## THE REQUEST
Reproduce the lines below with no changes to any character, spacing, or line break.

======== TASK INPUTS ========

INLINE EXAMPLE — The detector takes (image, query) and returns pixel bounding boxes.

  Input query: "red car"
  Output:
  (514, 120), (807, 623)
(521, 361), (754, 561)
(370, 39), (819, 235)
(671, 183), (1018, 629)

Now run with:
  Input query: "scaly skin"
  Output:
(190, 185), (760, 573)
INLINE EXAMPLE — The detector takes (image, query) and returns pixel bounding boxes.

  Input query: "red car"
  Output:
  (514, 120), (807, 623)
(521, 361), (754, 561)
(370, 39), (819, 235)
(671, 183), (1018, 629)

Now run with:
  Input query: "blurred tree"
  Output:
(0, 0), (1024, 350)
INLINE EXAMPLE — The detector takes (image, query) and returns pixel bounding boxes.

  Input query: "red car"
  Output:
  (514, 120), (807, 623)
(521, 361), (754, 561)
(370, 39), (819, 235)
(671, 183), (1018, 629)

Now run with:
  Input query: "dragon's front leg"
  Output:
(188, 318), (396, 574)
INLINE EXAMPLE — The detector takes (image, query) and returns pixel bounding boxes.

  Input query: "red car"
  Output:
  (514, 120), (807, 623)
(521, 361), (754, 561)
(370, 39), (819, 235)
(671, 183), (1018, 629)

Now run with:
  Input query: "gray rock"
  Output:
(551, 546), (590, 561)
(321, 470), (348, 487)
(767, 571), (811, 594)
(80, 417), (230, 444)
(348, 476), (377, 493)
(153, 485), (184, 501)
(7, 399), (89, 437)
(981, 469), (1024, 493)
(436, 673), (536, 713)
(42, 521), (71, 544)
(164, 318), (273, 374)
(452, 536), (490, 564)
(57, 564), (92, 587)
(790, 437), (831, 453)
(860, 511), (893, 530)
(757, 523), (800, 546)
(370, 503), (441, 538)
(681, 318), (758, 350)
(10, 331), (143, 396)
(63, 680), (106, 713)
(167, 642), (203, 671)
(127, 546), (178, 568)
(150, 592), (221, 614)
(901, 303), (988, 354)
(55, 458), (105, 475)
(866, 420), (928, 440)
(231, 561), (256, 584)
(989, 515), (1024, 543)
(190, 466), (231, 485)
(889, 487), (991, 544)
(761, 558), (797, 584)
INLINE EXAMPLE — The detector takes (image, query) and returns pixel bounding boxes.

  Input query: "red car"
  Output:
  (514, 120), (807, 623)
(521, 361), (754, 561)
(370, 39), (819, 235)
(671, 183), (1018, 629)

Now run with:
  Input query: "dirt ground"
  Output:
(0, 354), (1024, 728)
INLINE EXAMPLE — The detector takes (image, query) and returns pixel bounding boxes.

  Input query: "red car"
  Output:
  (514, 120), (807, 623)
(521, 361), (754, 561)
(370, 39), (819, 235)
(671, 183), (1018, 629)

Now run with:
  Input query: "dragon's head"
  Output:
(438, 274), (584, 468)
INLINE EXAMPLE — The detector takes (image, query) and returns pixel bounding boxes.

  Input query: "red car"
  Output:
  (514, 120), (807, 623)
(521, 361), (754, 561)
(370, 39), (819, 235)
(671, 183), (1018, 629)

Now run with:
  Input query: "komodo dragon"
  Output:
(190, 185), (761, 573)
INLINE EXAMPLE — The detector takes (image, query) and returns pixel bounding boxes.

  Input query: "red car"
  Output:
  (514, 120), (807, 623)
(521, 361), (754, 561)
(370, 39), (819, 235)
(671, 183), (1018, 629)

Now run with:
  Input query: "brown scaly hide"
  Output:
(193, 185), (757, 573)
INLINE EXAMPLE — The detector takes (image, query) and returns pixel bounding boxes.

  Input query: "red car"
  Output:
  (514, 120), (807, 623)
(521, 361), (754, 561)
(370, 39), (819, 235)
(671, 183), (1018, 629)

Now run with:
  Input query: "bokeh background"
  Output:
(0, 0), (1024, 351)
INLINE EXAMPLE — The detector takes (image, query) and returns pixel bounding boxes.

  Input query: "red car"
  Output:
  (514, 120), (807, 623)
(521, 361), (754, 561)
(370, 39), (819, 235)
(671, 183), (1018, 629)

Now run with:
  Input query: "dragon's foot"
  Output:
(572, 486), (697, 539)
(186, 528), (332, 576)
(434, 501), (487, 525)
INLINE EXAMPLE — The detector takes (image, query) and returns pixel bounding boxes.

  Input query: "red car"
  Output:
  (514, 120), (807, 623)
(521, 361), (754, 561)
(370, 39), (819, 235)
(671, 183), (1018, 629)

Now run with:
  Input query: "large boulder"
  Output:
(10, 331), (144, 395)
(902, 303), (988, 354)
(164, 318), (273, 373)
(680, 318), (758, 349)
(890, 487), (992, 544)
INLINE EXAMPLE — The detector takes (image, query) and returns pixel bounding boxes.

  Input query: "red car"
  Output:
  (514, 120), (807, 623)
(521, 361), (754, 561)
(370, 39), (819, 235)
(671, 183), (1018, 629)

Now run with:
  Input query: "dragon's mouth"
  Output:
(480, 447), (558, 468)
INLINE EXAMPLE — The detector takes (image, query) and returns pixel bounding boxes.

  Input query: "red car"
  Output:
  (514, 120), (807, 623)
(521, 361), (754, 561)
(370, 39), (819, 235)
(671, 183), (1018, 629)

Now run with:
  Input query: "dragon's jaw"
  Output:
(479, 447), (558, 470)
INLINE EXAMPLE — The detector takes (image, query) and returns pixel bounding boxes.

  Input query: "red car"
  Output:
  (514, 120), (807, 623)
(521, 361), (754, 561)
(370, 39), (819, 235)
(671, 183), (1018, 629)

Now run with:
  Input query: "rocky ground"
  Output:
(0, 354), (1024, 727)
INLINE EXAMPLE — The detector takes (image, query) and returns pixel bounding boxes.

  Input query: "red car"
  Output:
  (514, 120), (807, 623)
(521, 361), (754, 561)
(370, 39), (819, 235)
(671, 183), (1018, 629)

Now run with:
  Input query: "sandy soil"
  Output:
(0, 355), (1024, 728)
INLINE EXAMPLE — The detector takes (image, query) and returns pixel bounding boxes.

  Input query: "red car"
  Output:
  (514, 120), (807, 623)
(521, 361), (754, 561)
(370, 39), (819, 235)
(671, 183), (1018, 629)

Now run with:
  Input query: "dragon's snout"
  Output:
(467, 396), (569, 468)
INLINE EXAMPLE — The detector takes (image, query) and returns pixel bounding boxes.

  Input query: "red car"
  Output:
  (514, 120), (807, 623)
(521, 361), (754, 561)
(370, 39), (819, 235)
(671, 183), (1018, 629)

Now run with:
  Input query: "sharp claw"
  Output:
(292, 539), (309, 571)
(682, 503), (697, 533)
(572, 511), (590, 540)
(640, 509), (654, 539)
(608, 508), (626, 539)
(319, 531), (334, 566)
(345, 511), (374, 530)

========

## COMPLETED TASK
INLINE EXAMPLE — The detector takes (image, query) and returns pixel bounding boxes.

  Input query: "red car"
  Output:
  (514, 120), (807, 623)
(521, 361), (754, 561)
(370, 39), (819, 235)
(671, 183), (1018, 629)

Now run with:
  Input query: "scaly skin"
  Output:
(190, 185), (760, 573)
INLINE EXAMPLE — The detector takes (image, query) and returns pixel bounding boxes.

  Input query: "red car"
  Output:
  (514, 120), (807, 623)
(521, 361), (754, 561)
(370, 39), (819, 235)
(671, 183), (1018, 629)

Now run with:
  Input query: "blurred tree"
  Output:
(0, 0), (1024, 350)
INLINE EXAMPLE — The detector takes (image, query) and returns pixel bounding boxes.

  Input query: "red car"
  Output:
  (514, 120), (807, 623)
(521, 361), (754, 561)
(370, 39), (819, 235)
(671, 183), (1018, 629)

Now run with:
  Input query: "dragon's front leg"
  Output:
(188, 318), (396, 574)
INLINE EXAMPLE — The detector takes (image, query) and returns pixel bounding boxes.

  Input query: "red car"
  Output:
  (514, 120), (807, 623)
(521, 361), (754, 561)
(370, 39), (819, 235)
(671, 183), (1018, 629)

Now run with:
  Input query: "gray rock"
  Output:
(551, 546), (590, 561)
(321, 470), (348, 487)
(767, 571), (811, 594)
(80, 417), (230, 444)
(348, 476), (377, 493)
(153, 485), (184, 501)
(7, 399), (89, 437)
(981, 469), (1024, 493)
(436, 673), (536, 713)
(42, 521), (71, 544)
(164, 318), (273, 374)
(452, 536), (490, 564)
(57, 564), (92, 587)
(790, 437), (831, 453)
(860, 511), (893, 530)
(757, 523), (800, 546)
(370, 503), (441, 538)
(681, 318), (758, 350)
(10, 331), (143, 396)
(63, 680), (106, 713)
(167, 642), (203, 671)
(127, 546), (178, 568)
(150, 592), (221, 614)
(901, 303), (988, 354)
(55, 458), (105, 475)
(866, 420), (928, 440)
(231, 561), (256, 584)
(989, 515), (1024, 543)
(190, 466), (231, 485)
(889, 487), (991, 544)
(761, 558), (797, 584)
INLINE EXAMPLE — The detector takes (image, query) and returns pixel bounding boxes.

  Input query: "red car"
  Output:
  (514, 120), (807, 623)
(521, 361), (754, 561)
(370, 39), (819, 235)
(671, 183), (1018, 629)

Now run with:
  Input query: "dirt ground"
  Output:
(0, 354), (1024, 728)
INLINE EXAMPLE — The detector takes (image, query) and returns pixel bounding boxes.

  Input query: "red car"
  Output:
  (514, 120), (807, 623)
(521, 361), (754, 561)
(370, 39), (819, 235)
(671, 183), (1018, 629)

Now run with:
  Input query: "dragon's head"
  Output:
(438, 274), (584, 468)
INLINE EXAMPLE — The detector takes (image, query) and returns pixel bounding boxes.

  Input query: "red car"
  Output:
  (514, 120), (807, 623)
(521, 361), (754, 561)
(370, 39), (819, 235)
(671, 183), (1018, 629)

Now run with:
  Input query: "komodo dragon"
  Output:
(190, 185), (761, 573)
INLINE EXAMPLE — The detector takes (image, query) and returns pixel bounding boxes.

  Input query: "red car"
  Output:
  (514, 120), (807, 623)
(521, 361), (754, 561)
(370, 39), (819, 235)
(671, 183), (1018, 629)

Now run with:
  Input query: "brown scaly hide"
  Output:
(193, 185), (757, 573)
INLINE EXAMPLE — The detector takes (image, query) and returns pixel bounding boxes.

  Input query: "red car"
  Output:
  (514, 120), (807, 623)
(521, 361), (754, 561)
(370, 39), (819, 235)
(671, 183), (1018, 629)

Now run with:
  Input query: "bokeh background"
  Output:
(0, 0), (1024, 351)
INLINE EXAMPLE — The detector takes (image, query) and returns pixel bounding boxes.

  Input query: "red car"
  Output:
  (514, 120), (807, 623)
(521, 361), (754, 561)
(370, 39), (819, 235)
(671, 183), (1018, 629)

Now run with:
  Input query: "dragon's foot"
  Output:
(572, 486), (697, 539)
(186, 528), (332, 576)
(434, 501), (487, 525)
INLINE EXAMPLE — The detector takes (image, query) and returns pixel bounding boxes.

  Input query: "red car"
  Output:
  (514, 120), (807, 623)
(521, 361), (754, 561)
(370, 39), (819, 235)
(671, 183), (1018, 629)

Now run with:
  Input query: "large boulder"
  Output:
(10, 331), (144, 395)
(902, 303), (988, 354)
(164, 318), (273, 373)
(680, 318), (758, 349)
(890, 487), (992, 544)
INLINE EXAMPLE — The detector takes (image, query) and returns pixel bounding boxes.

  Input query: "red car"
  Output:
  (514, 120), (807, 623)
(521, 361), (754, 561)
(370, 39), (819, 235)
(671, 183), (1018, 629)

Now run with:
  Input query: "dragon's mouth"
  Output:
(480, 447), (558, 468)
INLINE EXAMPLE — The detector takes (image, query) and returns pixel bounding boxes.

  Input query: "red car"
  Output:
  (514, 120), (807, 623)
(521, 361), (754, 561)
(370, 39), (819, 235)
(671, 183), (1018, 629)

Now run with:
  Input query: "dragon's jaw"
  Output:
(479, 447), (558, 470)
INLINE EXAMPLE — The detector takes (image, query) and returns pixel bounding boxes.

  Input query: "red car"
  Output:
  (514, 120), (807, 623)
(521, 361), (754, 561)
(370, 39), (819, 235)
(671, 183), (1018, 629)

Now run with:
  Input query: "rocky ground"
  Output:
(0, 354), (1024, 727)
INLINE EXAMPLE — The detector takes (image, query) and returns pixel bounding boxes.

  Input query: "red car"
  Output:
  (514, 120), (807, 623)
(521, 361), (754, 561)
(370, 39), (819, 235)
(671, 183), (1018, 629)

Now run with:
  Input query: "sandy soil"
  Output:
(0, 355), (1024, 728)
INLINE EXAMPLE — The detector takes (image, query) and returns pixel bounding boxes.

  Input query: "red car"
  Output:
  (514, 120), (807, 623)
(521, 361), (754, 561)
(370, 39), (819, 235)
(671, 183), (1018, 629)

Now run with:
  Input query: "dragon's snout"
  Output:
(467, 396), (569, 468)
INLINE EXAMPLE — The detector takes (image, query) and returns pixel bounding boxes.

  Input query: "red car"
  Output:
  (514, 120), (807, 623)
(521, 361), (754, 561)
(370, 39), (819, 235)
(671, 183), (1018, 629)

Now run with:
  Input query: "sharp claw"
  Output:
(292, 539), (309, 571)
(682, 503), (697, 533)
(572, 511), (590, 540)
(640, 509), (654, 539)
(608, 508), (626, 539)
(319, 531), (334, 566)
(345, 511), (374, 530)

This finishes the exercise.